Naar boven ↑

Annotatie

J.L.W. Broeksteeg
29 januari 2020

Rechtspraak

Zevnik e.a. t. Sloveniƫ
Europees Hof voor de Rechten van de Mens, 12 november 2019
ECLI:CE:ECHR:2019:1112DEC005489318

Zevnik e.a. t. Slovenië (EHRM, nr. 54893/18) - Vrouwen op kandidatenlijsten: niet alleen een Nederlandse kwestie

1. Deze zaak betreft, kort weergegeven, een vrouwenquotum voor kandidatenlijsten voor parlementsverkiezingen. Terwijl in de Nederlandse SGP-zaak de vraag centraal stond of de Staat verplicht kan worden aan politieke partijen op te dragen vrouwen te kandideren,1 gaat het in deze Sloveense zaak (primair) om de vraag of de nationale autoriteiten een quotum van 35% kunnen opleggen, en wat de gevolgen zijn als een kandidatenlijst minder vrouwelijke kandidaten bevat.

++++++++++

- UIT TE VOEREN:
1. Leg in één tot drie zinnen uit hoe de centrale vraag in de Sloveense zaak volgens de annotatie verschilt van die in de Nederlandse SGP-zaak.
2. Op welke datum deed het Europees Hof voor de Rechten van de Mens uitspraak in de zaak die de annotatie bespreekt?
3. Druk alstublieft het deel van de annotatie af dat begint bij de woorden "J.L.W. Broeksteeg" en stop na "vrouwelijke kandidaten bevat.".
De gegevens hierna zijn afkomstig uit een andere bron.

++++++++++

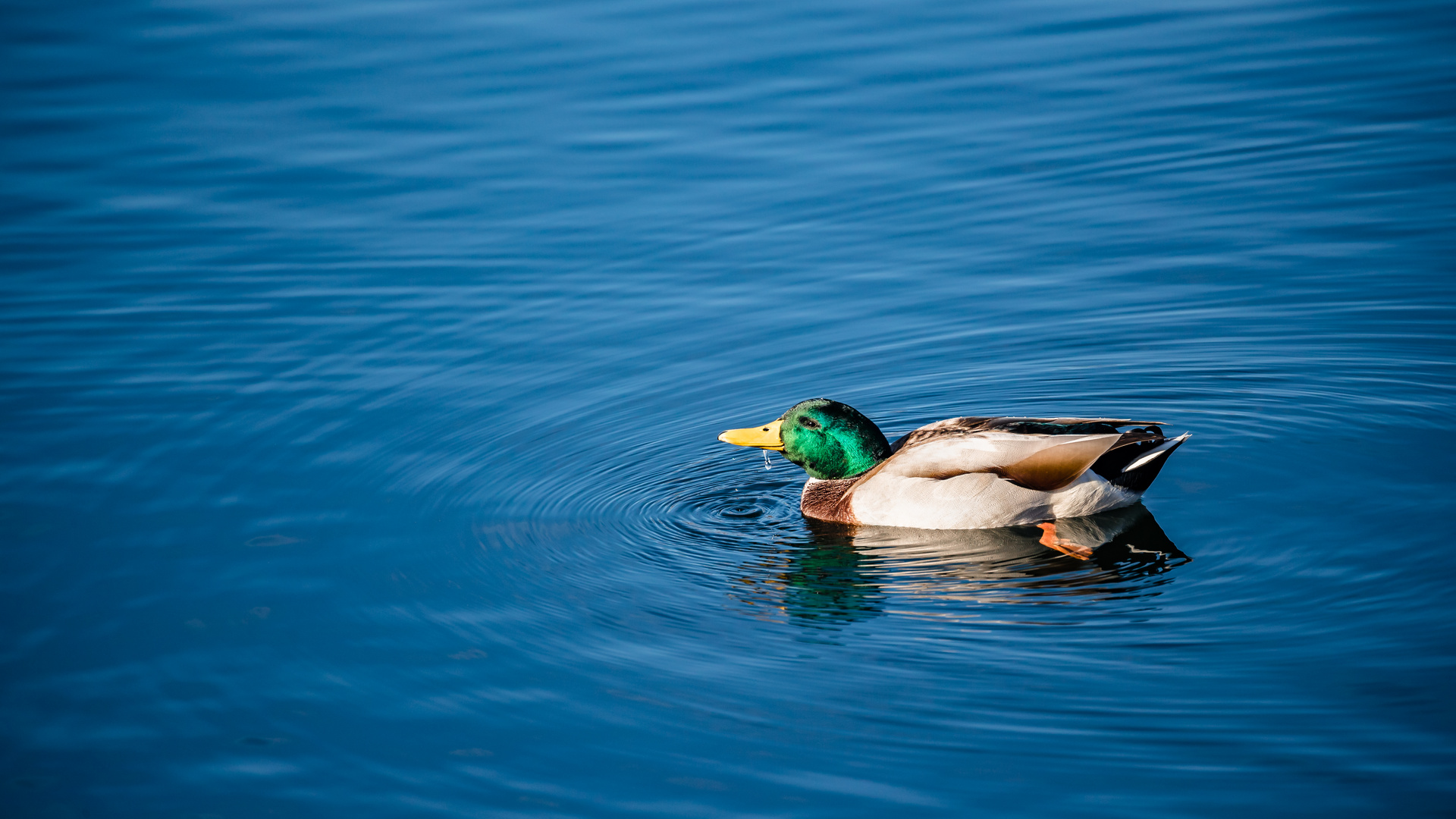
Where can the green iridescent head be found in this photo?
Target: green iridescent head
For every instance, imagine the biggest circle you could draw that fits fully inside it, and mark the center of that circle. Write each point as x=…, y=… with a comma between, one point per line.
x=829, y=439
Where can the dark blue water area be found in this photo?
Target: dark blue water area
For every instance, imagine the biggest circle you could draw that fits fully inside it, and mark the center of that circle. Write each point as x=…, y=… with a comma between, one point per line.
x=362, y=368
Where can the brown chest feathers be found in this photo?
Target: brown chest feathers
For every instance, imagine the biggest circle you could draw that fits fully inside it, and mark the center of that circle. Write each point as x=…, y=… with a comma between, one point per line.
x=827, y=500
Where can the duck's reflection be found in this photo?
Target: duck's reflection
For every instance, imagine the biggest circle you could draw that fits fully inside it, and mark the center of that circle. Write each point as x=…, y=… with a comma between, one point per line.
x=843, y=575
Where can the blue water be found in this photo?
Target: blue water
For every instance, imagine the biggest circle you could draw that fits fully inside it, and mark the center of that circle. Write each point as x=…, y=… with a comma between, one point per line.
x=363, y=366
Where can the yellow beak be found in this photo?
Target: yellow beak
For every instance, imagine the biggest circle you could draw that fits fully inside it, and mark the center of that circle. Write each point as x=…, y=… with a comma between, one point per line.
x=764, y=438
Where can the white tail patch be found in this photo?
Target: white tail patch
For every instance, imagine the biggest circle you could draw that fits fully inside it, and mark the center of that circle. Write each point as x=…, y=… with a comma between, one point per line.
x=1145, y=460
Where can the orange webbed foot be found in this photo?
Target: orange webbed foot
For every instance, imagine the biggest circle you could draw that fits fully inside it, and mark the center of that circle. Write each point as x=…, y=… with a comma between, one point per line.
x=1050, y=539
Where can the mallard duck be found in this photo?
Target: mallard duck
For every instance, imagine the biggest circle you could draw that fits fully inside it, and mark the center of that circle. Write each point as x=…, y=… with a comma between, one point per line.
x=968, y=472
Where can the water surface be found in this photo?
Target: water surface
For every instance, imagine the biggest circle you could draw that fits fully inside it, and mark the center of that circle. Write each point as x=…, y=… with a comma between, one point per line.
x=363, y=366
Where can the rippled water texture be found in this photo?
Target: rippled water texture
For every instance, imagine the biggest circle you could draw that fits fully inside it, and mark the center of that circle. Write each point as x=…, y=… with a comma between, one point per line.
x=363, y=366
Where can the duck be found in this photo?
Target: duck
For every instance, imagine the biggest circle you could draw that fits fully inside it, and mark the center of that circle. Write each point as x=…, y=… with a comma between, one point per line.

++++++++++

- OPLOSSINGEN PER TAAK:
1. In de Nederlandse SGP-zaak stond de vraag centraal of de Staat verplicht kan worden politieke partijen op te dragen vrouwen te kandideren. In de Sloveense zaak gaat het primair om de vraag of de nationale autoriteiten een quotum van 35% kunnen opleggen. Ook speelt de vraag wat de gevolgen zijn als een kandidatenlijst minder vrouwelijke kandidaten bevat.

2. Op 12 november 2019.

3.
J.L.W. Broeksteeg
29 januari 2020

Rechtspraak

Zevnik e.a. t. Sloveniƫ
Europees Hof voor de Rechten van de Mens, 12 november 2019
ECLI:CE:ECHR:2019:1112DEC005489318

Zevnik e.a. t. Slovenië (EHRM, nr. 54893/18) - Vrouwen op kandidatenlijsten: niet alleen een Nederlandse kwestie

1. Deze zaak betreft, kort weergegeven, een vrouwenquotum voor kandidatenlijsten voor parlementsverkiezingen. Terwijl in de Nederlandse SGP-zaak de vraag centraal stond of de Staat verplicht kan worden aan politieke partijen op te dragen vrouwen te kandideren,1 gaat het in deze Sloveense zaak (primair) om de vraag of de nationale autoriteiten een quotum van 35% kunnen opleggen, en wat de gevolgen zijn als een kandidatenlijst minder vrouwelijke kandidaten bevat.